DATA SUPPLIED: Begin
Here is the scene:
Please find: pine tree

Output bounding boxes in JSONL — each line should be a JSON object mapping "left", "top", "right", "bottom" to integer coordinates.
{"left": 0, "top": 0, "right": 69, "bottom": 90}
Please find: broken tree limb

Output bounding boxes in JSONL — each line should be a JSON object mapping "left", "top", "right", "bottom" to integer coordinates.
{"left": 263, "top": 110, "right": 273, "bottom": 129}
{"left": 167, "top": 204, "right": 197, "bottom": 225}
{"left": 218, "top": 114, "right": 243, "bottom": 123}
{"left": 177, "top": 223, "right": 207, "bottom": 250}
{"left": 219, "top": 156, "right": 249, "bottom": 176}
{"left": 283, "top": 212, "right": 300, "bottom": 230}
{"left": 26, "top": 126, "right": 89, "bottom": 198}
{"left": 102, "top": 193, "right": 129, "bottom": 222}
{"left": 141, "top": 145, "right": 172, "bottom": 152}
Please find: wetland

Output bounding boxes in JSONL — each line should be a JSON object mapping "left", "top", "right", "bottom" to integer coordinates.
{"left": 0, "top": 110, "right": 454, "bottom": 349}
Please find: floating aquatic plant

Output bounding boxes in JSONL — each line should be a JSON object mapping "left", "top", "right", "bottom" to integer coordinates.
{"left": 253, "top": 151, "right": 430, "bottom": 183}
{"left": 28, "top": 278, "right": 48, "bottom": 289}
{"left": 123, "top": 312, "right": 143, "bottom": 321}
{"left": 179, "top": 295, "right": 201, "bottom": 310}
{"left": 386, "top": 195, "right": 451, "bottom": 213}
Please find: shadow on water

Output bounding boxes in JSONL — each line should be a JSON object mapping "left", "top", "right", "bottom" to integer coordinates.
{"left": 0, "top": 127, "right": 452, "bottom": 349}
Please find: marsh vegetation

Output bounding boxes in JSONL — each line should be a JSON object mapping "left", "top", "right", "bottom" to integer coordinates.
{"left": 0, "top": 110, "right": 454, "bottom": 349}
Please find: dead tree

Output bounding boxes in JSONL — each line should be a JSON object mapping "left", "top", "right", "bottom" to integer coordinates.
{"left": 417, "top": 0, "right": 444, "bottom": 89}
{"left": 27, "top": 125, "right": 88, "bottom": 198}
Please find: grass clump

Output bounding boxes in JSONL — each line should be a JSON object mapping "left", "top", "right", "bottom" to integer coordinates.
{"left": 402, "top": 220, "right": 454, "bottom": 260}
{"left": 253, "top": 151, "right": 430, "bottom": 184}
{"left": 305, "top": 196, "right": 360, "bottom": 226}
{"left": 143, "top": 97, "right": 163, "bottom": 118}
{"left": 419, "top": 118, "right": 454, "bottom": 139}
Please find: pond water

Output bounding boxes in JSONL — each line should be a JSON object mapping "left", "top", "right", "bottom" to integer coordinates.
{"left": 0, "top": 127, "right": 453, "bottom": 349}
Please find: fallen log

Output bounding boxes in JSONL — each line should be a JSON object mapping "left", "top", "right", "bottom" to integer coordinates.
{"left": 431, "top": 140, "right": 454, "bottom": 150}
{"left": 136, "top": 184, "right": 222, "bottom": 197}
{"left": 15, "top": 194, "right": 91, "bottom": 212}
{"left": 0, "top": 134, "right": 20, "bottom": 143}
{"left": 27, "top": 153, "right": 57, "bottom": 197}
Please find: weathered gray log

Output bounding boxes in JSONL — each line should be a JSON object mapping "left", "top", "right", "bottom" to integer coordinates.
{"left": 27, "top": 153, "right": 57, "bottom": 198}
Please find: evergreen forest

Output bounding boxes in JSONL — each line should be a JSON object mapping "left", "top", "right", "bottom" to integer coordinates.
DATA SUPPLIED: End
WHAT IS EXPECTED
Using the data above, show each line where "water" occurs.

SOLUTION
Please find: shadow on water
Please find: pond water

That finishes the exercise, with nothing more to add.